» REQUIREMENT: The response should consist solely of the lines running from the line with "For every instance of the pergola" to the end of the data, retyped exactly.

» Excerpts from a dataset:
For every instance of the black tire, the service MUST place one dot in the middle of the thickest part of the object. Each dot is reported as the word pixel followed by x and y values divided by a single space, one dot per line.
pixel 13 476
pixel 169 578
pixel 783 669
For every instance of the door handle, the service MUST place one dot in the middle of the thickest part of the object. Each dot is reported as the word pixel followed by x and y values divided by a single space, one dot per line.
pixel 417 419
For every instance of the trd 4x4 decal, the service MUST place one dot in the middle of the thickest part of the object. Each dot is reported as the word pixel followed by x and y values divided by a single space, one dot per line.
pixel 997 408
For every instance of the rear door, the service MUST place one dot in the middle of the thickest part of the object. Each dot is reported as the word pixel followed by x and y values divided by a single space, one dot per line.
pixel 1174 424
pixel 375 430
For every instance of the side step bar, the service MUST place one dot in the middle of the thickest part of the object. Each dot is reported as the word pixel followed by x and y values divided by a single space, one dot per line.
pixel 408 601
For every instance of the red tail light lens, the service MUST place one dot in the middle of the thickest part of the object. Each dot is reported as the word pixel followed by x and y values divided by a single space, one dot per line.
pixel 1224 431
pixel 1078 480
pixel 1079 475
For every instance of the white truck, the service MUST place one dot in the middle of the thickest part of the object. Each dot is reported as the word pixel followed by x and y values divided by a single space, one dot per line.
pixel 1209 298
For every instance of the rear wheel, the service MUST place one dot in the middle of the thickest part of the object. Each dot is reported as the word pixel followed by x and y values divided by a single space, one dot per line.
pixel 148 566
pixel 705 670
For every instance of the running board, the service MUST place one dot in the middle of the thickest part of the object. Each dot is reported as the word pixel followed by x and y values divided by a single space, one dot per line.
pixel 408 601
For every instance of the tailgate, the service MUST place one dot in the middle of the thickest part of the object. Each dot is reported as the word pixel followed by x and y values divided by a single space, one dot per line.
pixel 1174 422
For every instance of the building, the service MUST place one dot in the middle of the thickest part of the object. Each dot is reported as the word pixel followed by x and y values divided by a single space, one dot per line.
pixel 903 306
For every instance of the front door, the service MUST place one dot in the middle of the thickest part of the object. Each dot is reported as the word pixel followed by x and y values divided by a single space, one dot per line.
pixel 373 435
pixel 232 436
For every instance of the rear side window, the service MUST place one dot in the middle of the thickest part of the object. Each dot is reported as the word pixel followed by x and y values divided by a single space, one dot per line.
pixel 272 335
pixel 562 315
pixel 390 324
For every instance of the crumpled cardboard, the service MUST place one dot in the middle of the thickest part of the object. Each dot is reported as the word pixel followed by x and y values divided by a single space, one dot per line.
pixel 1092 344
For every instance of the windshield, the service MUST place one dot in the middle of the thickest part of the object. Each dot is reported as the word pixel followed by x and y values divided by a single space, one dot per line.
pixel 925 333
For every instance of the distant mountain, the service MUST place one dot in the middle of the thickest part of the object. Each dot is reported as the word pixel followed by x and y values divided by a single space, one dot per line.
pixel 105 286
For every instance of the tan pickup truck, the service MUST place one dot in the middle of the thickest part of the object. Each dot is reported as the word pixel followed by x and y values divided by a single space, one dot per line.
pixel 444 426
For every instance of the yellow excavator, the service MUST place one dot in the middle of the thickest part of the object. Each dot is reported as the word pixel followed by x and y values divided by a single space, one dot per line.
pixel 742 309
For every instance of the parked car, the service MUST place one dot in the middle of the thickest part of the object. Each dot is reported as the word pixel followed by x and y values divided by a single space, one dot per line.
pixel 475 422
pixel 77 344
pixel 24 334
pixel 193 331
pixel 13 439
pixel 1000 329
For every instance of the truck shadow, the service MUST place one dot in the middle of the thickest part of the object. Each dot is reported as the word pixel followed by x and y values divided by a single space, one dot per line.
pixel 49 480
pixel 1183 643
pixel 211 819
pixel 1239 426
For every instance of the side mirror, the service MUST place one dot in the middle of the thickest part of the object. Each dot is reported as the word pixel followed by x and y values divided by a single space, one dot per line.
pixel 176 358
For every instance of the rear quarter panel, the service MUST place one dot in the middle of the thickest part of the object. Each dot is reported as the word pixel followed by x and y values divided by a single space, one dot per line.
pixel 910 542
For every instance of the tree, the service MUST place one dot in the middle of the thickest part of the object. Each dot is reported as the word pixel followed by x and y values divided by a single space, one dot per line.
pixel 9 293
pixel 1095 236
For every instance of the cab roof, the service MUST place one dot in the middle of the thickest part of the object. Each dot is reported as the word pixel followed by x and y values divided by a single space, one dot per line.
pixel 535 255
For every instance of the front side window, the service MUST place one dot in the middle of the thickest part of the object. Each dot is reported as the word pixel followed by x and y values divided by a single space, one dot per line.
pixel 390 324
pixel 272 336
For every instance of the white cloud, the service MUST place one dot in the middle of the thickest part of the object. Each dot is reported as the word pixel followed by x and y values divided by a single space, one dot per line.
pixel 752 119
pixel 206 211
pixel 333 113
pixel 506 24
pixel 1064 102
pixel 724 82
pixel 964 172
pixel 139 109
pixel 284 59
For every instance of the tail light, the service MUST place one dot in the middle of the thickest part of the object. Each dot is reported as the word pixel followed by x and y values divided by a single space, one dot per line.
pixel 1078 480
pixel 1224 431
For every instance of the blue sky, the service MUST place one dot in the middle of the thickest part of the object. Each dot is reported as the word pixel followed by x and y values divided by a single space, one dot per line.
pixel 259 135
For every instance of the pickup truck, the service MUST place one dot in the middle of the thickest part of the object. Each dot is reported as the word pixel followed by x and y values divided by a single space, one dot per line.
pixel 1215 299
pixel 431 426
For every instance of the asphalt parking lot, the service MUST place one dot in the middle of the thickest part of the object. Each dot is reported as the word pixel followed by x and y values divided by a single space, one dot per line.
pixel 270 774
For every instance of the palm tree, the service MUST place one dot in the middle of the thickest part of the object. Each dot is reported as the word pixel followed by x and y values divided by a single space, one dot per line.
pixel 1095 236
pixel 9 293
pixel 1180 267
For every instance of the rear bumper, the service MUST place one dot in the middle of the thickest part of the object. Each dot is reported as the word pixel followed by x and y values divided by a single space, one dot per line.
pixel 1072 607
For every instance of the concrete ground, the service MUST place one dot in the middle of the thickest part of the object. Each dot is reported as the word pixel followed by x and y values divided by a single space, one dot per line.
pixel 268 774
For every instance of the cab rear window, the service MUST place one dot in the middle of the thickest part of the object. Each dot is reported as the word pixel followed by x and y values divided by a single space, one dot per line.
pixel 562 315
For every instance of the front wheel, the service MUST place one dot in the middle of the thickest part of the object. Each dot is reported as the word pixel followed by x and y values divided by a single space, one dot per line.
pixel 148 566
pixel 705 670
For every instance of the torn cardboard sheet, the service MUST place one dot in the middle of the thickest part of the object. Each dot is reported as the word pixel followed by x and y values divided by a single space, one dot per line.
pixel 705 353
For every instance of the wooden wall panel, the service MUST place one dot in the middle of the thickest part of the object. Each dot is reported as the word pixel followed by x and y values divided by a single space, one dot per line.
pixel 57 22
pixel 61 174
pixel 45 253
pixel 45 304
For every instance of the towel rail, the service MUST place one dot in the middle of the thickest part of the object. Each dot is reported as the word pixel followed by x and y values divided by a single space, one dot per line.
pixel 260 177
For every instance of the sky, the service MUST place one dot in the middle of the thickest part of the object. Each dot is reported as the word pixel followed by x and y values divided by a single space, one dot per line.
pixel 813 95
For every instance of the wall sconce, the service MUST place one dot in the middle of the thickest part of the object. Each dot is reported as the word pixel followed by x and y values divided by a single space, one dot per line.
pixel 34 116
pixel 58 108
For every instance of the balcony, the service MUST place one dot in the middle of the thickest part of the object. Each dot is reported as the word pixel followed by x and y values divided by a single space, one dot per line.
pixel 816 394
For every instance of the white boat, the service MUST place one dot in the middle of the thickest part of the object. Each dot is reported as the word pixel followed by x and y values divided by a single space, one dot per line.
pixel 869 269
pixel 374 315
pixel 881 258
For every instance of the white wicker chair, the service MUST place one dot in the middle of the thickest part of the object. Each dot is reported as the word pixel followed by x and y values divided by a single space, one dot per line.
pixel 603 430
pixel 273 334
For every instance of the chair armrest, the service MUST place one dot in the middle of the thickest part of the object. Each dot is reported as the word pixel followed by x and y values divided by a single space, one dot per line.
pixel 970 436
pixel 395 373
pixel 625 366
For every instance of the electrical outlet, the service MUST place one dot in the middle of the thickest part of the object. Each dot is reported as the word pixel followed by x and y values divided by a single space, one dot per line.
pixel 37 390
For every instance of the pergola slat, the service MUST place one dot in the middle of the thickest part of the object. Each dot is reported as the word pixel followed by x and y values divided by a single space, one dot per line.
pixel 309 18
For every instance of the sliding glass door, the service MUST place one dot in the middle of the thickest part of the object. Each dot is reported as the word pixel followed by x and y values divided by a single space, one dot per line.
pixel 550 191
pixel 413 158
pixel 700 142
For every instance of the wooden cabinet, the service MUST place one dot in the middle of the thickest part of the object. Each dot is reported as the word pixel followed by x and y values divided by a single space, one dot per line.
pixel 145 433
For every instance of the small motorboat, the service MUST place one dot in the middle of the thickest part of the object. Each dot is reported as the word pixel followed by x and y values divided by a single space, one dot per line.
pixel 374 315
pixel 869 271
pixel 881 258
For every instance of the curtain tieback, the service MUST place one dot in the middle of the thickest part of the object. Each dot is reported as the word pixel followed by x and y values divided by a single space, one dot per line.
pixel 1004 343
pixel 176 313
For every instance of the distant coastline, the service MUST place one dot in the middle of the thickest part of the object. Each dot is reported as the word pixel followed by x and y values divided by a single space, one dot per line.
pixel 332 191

» RESPONSE AREA:
For every instance of the pergola slat, the service MUST place one dot in the middle of the thickest part of the object. Each dot is reported as the word pixel followed by x and y values divided by a single space, one dot per line.
pixel 309 18
For every instance of the sliding glass door, the service MUST place one dot in the middle of the thickest part of the object. Each dot is reported as the word pixel followed by x and y values divided by a single space, one dot per line.
pixel 550 191
pixel 413 158
pixel 700 142
For every instance of the wooden cabinet, the service MUST place one dot in the middle of the thickest part of the object. Each dot is reported as the word pixel followed by x and y values divided by a single space, one dot per line.
pixel 145 433
For every instance of the small motorboat, the service MUST place one dot in the middle of the thickest part of the object. Each dot is reported as the word pixel followed by x and y values divided by a single space, one dot per line.
pixel 374 315
pixel 869 271
pixel 881 258
For every instance of the curtain tieback, the service MUST place one dot in the middle of the thickest part of the object. Each dot is reported as the word pixel followed by x and y values divided by a single space, one dot per line.
pixel 1004 343
pixel 176 313
For every instance of the distant coastline, the service MUST place one dot in the middle of the thickest part of the object. Each dot is reported as the word pixel followed by x and y values divided by a single space, one dot per line.
pixel 332 191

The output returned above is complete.